TEXT BLOCK –
════════
While the competition documentaries tend to be completely realized, the dramas are often promising at best, first steps by writers and directors who will undoubtedly do better work. And that’s the way they should be treated.

Yet to modify these Sundance tendencies would be no more than cosmetic. What I’d really like to put on the table for consideration is a radical restructuring: Make the American dramatic section noncompetitive.

Yes, the Grand Jury Prize does help the film that wins it, just like winning the lottery helps the one with the lucky ticket. But why should Sundance be promoting what is essentially a zero sum game, where the winners take all, leaving the losers to slink home with their memories? Why should the festival be sanctioning all or nothing competition among fledgling directors least likely to be tough enough to take it? Why not make the “it’s an honor to be nominated†cliche of these events into a reality?
════════
STATED GOAL – Write out the Sundance commentary word for word, from "Yet to modify" up to and including "dramatic section noncompetitive.".
════════
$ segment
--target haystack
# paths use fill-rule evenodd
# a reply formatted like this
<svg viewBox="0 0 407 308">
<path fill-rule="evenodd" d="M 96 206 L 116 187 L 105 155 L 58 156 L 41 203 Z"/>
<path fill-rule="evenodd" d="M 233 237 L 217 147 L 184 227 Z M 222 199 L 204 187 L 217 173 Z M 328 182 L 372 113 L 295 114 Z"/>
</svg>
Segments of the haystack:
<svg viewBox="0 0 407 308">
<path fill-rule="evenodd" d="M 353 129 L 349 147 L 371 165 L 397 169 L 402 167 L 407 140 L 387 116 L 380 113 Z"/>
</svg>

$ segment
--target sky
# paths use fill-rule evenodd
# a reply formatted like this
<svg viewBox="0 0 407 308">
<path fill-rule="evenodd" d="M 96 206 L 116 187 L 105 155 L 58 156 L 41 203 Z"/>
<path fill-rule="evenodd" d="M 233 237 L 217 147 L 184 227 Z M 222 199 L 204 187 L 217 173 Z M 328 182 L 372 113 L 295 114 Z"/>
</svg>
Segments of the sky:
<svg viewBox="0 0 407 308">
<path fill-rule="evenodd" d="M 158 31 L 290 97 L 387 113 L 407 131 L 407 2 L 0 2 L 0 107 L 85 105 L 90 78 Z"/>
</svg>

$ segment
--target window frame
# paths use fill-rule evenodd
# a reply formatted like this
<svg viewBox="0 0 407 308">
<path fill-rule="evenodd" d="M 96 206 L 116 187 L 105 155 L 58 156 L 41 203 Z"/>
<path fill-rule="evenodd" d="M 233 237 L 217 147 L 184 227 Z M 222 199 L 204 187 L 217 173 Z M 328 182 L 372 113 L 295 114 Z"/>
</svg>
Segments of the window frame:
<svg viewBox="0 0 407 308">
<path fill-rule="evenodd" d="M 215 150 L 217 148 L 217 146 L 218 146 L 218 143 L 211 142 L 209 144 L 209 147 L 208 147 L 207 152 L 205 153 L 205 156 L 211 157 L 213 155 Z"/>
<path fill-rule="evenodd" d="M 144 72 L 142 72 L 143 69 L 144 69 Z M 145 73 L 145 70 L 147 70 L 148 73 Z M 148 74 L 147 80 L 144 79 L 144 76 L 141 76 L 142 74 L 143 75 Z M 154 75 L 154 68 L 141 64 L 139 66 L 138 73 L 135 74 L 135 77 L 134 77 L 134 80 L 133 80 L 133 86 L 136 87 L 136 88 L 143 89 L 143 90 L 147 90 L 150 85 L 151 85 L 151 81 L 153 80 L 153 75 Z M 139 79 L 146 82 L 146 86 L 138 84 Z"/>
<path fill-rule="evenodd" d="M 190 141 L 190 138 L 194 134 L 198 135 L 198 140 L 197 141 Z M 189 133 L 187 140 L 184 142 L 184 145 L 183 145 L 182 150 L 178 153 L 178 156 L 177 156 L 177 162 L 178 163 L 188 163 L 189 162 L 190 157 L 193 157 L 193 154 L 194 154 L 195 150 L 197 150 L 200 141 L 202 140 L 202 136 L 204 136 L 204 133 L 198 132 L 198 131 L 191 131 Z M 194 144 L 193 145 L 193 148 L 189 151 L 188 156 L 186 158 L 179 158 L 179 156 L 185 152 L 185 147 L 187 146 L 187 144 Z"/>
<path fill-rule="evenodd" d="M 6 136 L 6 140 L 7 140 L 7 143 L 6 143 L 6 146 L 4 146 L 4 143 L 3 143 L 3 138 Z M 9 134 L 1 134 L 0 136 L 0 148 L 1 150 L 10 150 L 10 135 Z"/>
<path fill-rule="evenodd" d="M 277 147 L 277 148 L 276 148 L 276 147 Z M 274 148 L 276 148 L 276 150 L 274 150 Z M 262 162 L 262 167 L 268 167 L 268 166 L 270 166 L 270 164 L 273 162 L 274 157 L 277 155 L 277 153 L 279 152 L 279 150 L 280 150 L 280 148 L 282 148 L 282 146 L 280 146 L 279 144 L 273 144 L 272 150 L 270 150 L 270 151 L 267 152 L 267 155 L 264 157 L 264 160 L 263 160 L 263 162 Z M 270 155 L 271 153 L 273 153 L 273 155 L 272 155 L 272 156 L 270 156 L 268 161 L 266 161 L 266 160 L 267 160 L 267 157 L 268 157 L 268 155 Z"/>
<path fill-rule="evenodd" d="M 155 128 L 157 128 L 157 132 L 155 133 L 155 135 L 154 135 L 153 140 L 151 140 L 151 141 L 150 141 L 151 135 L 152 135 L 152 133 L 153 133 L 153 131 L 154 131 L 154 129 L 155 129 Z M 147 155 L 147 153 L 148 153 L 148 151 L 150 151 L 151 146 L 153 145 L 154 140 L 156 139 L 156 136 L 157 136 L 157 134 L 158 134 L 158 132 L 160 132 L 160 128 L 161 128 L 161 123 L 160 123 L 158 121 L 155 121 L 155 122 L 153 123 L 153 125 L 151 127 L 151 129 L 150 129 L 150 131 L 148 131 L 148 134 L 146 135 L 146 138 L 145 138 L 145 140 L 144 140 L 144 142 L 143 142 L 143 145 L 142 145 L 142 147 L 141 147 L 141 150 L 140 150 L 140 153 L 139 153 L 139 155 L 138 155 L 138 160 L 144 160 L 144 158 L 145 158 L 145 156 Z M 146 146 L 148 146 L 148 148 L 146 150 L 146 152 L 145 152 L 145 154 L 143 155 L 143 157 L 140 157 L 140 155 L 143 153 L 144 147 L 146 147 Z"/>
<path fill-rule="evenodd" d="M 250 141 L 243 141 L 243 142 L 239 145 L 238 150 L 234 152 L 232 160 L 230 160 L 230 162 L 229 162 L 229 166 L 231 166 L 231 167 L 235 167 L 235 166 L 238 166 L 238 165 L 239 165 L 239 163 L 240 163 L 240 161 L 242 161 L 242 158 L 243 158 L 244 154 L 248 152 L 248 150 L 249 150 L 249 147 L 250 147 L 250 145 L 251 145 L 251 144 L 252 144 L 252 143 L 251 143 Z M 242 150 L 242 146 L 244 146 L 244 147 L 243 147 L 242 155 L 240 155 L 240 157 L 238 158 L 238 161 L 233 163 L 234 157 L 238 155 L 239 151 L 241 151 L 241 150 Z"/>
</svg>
════════
TASK ANSWER –
Yet to modify these Sundance tendencies would be no more than cosmetic. What I’d really like to put on the table for consideration is a radical restructuring: Make the American dramatic section noncompetitive.